start Given records

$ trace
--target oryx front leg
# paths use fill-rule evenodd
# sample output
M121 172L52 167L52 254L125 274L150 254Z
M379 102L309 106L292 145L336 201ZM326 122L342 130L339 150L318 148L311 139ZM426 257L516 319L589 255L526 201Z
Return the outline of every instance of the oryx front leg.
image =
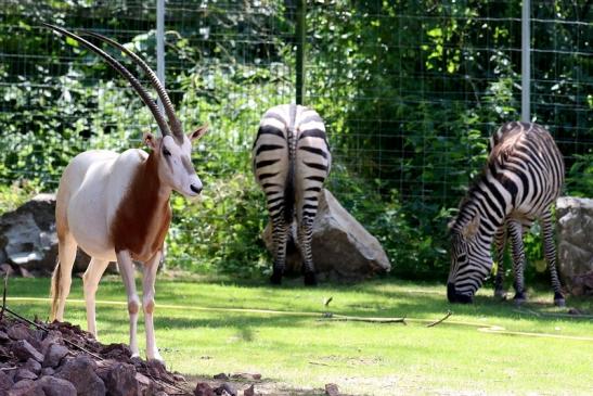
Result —
M132 357L140 356L140 349L138 348L137 329L138 329L138 311L140 310L140 298L136 292L136 281L133 277L133 263L128 251L117 252L117 265L119 266L119 272L126 286L126 294L128 295L128 314L130 316L130 349Z
M96 338L96 319L95 319L95 294L99 288L99 281L109 261L98 258L91 258L89 267L82 276L85 286L85 303L87 305L87 330Z
M156 347L156 338L154 335L154 282L156 280L156 270L160 261L162 252L157 252L144 265L144 276L142 278L142 308L144 309L144 327L146 330L146 358L149 360L156 359L163 361L158 348Z
M57 266L52 277L52 312L50 320L64 320L64 307L70 293L72 269L76 259L77 244L70 233L59 237Z

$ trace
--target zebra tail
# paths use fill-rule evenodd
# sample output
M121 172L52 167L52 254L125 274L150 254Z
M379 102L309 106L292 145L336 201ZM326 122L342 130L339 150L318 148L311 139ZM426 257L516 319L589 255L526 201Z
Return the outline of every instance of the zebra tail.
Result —
M288 175L284 188L284 221L286 225L292 225L295 218L295 158L296 158L296 137L295 137L295 120L297 106L291 104L291 120L288 125L287 143L288 143Z

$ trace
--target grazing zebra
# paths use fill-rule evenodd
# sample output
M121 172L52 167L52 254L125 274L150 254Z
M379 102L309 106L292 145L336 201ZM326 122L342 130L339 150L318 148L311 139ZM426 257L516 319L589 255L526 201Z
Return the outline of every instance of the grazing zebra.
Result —
M266 193L272 222L272 283L282 281L288 232L296 218L305 284L317 284L311 237L319 195L331 163L325 126L315 111L282 104L263 114L254 142L253 168Z
M472 303L492 269L492 241L500 266L494 295L502 296L502 261L508 237L515 274L514 299L517 304L525 302L523 234L540 219L554 303L564 306L551 213L564 182L563 156L550 132L537 124L507 123L491 138L490 144L487 165L450 226L452 251L447 296L451 303Z

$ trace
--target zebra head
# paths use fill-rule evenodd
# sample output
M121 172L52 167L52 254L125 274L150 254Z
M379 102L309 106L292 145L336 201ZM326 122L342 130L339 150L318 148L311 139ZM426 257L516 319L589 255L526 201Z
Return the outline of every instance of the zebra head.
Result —
M488 244L480 238L480 217L451 227L451 268L447 280L447 298L450 303L470 304L492 269Z

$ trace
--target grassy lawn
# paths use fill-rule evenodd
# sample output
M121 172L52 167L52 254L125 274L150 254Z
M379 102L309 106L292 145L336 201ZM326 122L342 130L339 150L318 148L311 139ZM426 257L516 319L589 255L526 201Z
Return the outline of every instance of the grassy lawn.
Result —
M304 289L221 280L156 284L156 333L169 368L191 375L258 372L283 394L318 395L336 383L352 395L592 395L593 320L554 317L552 293L530 291L517 309L482 290L472 306L450 306L442 285L376 280ZM11 279L8 304L46 318L49 279ZM328 307L324 298L333 297ZM75 279L66 319L86 328ZM104 343L127 342L125 292L103 280L98 327ZM591 299L568 306L592 314ZM443 323L426 328L443 317ZM260 310L260 311L258 311ZM270 310L270 311L261 311ZM407 317L400 323L323 321L321 314ZM142 317L140 331L143 331ZM139 340L143 344L143 333ZM280 391L279 391L280 393Z

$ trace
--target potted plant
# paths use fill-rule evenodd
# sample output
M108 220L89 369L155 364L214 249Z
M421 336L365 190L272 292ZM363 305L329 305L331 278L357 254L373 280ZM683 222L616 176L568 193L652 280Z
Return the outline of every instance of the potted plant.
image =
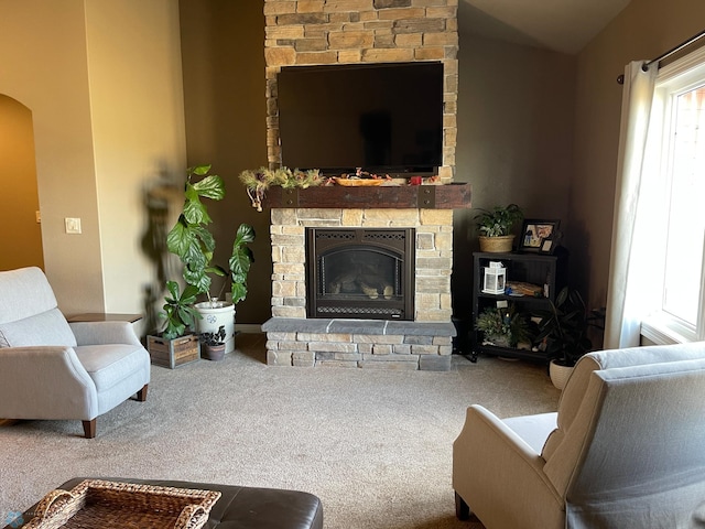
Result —
M181 259L186 284L194 287L197 295L205 294L207 298L207 301L194 305L200 314L195 321L197 332L213 333L224 325L226 353L229 353L235 348L235 305L247 298L247 276L254 261L248 246L254 240L254 229L241 224L235 234L227 268L213 263L216 241L208 230L212 218L204 199L223 199L225 182L209 172L210 165L188 168L183 212L166 236L166 246ZM210 292L214 277L223 278L220 290L215 295ZM231 302L220 299L228 280Z
M200 341L200 357L207 360L219 361L225 358L225 325L220 325L216 332L204 332L198 335Z
M511 230L524 217L521 208L517 204L509 204L495 206L492 209L480 209L480 212L475 216L480 231L480 250L511 251L514 240Z
M549 306L547 311L538 314L541 320L536 342L551 360L551 381L563 389L575 363L593 348L587 334L590 323L587 306L577 290L564 287L555 302L549 300Z
M198 337L189 334L198 313L194 309L198 289L187 284L184 291L176 281L166 281L169 294L164 298L165 328L160 335L147 337L147 348L152 364L174 369L200 358Z
M497 309L488 306L475 322L481 331L484 343L498 347L517 347L521 342L529 342L530 333L527 319L514 312L513 307Z

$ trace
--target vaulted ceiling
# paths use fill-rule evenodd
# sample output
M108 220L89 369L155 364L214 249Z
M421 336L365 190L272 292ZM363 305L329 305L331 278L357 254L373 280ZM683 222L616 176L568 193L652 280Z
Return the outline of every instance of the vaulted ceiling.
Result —
M475 34L576 54L631 0L460 0Z

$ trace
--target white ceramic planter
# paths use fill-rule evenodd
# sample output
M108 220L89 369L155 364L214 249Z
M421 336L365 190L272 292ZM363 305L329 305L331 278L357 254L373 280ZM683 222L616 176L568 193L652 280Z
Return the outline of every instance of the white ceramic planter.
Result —
M235 305L227 301L204 301L194 305L203 316L196 322L196 330L200 333L217 333L220 325L225 326L225 353L235 350Z

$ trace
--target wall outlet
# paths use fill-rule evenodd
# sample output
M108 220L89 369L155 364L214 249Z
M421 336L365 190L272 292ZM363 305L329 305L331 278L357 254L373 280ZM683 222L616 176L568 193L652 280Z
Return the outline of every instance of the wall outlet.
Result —
M72 235L80 234L80 218L66 217L64 219L64 224L66 225L67 234L72 234Z

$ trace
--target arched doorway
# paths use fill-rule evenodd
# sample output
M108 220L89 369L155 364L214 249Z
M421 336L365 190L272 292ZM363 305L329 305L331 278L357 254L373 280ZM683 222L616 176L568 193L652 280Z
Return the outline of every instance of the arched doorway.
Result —
M32 111L0 94L0 270L44 268Z

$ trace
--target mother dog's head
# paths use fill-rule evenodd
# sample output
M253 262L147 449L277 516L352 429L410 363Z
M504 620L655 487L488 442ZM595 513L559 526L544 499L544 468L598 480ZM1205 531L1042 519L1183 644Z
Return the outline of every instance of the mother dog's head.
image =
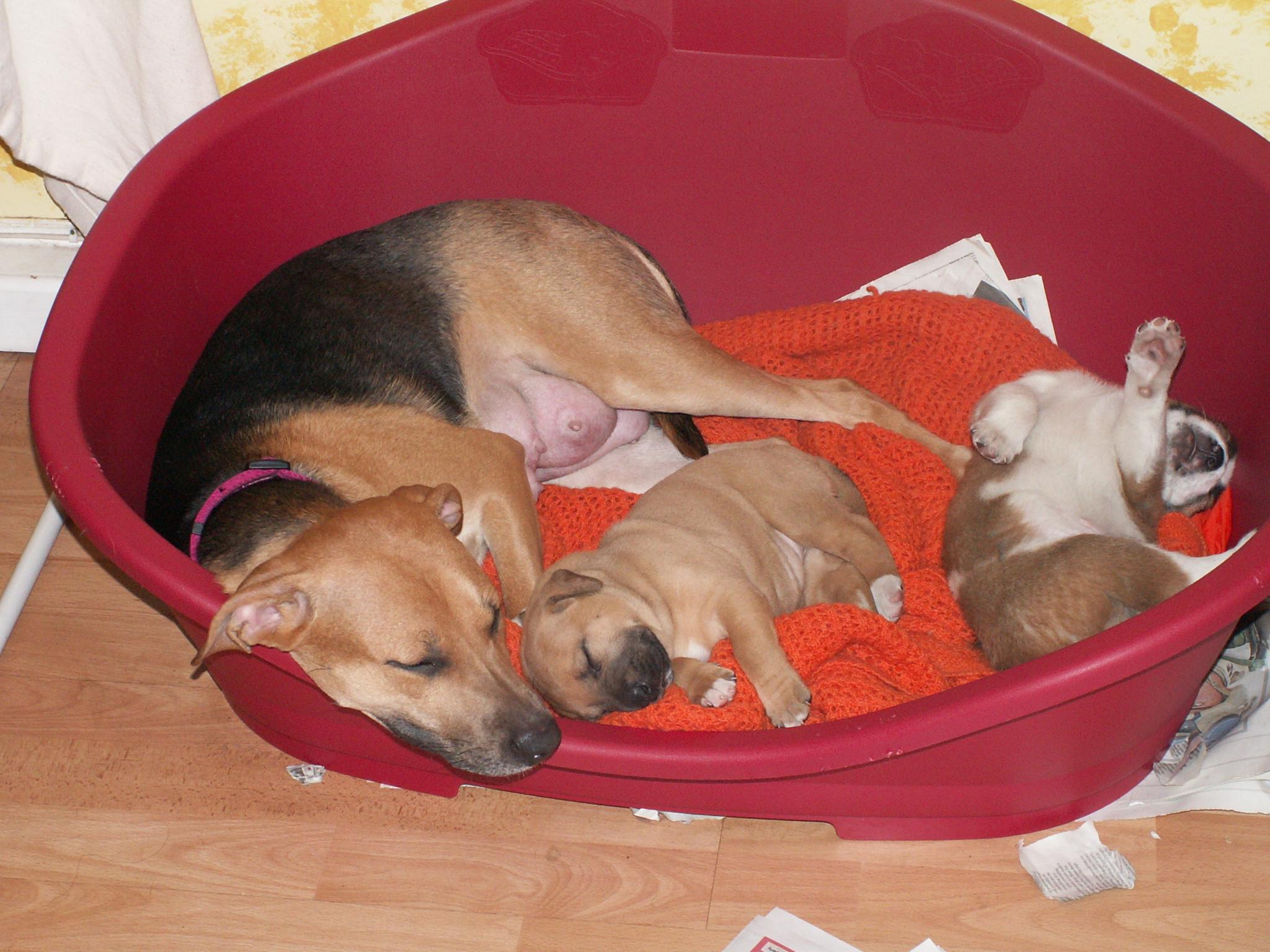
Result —
M281 649L337 703L458 769L533 767L560 729L512 668L498 594L455 537L461 524L448 485L338 510L243 580L194 663Z

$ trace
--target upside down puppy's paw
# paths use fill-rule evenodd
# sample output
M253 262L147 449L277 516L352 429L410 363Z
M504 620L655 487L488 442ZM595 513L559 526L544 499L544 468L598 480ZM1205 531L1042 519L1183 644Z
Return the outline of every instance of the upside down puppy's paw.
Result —
M1186 349L1181 327L1167 317L1144 321L1133 335L1133 344L1124 362L1129 381L1142 396L1168 390L1177 362Z
M878 614L888 622L899 619L900 612L904 611L904 583L898 575L883 575L874 579L869 592L874 597Z
M812 692L792 670L777 688L767 688L759 696L763 710L777 727L798 727L812 711Z

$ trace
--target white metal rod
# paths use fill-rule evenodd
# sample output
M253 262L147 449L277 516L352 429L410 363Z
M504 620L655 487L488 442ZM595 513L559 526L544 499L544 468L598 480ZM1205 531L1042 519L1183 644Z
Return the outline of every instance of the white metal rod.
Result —
M13 626L18 623L18 616L22 614L27 597L36 586L36 579L39 578L41 569L44 567L44 561L57 541L57 533L61 532L64 522L57 504L50 499L39 522L36 523L36 531L30 533L27 547L22 551L22 557L13 570L9 584L5 585L4 594L0 595L0 651L4 651L5 642L13 633Z

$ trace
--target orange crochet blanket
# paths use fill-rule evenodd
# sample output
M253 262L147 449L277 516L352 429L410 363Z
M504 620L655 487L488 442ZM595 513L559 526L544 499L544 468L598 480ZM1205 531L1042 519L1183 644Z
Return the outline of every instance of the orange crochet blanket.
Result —
M1027 371L1076 366L1005 307L926 292L773 311L698 330L772 373L851 377L933 433L963 444L969 439L970 410L988 390ZM710 443L779 435L831 459L860 487L899 566L906 600L894 625L841 604L777 618L781 645L812 691L808 724L878 711L992 673L941 569L944 515L955 484L933 454L867 424L846 430L789 420L701 418L697 423ZM635 500L620 490L549 486L538 501L544 564L596 547ZM1171 548L1203 553L1201 526L1170 517L1162 539ZM491 565L488 569L493 571ZM509 623L508 646L517 668L519 640L519 627ZM610 715L605 722L662 730L771 727L726 641L716 646L712 660L737 671L737 697L725 707L690 704L672 685L658 703Z

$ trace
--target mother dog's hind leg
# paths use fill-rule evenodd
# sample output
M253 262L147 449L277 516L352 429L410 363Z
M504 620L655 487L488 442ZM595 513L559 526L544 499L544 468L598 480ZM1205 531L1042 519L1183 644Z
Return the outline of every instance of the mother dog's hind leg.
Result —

end Given records

* **Work to complete**
Pull out every line of the listing above that contains the string "oryx". Case counts, so only lines where it appears in that same case qualify.

* **Reply to the task**
--target oryx front leg
Return the outline of every instance of the oryx front leg.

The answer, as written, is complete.